▶ _EXTRACTED ENTRIES_:

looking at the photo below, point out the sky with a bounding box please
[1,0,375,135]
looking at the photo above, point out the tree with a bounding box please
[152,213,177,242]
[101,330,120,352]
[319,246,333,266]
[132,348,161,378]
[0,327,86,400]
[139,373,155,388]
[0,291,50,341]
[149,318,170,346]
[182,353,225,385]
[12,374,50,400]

▶ _TRY IT_: The records above are to be restated word for word.

▶ _ANSWER FOR THE TASK_:
looking at the photo below, point out the sky with a bounding box please
[1,0,375,135]
looking at the photo above, point out the tree with a bounding box please
[152,213,177,242]
[101,330,120,352]
[319,246,333,266]
[132,348,161,378]
[0,327,86,400]
[139,373,155,388]
[0,291,50,341]
[149,318,170,346]
[182,353,225,385]
[12,374,50,400]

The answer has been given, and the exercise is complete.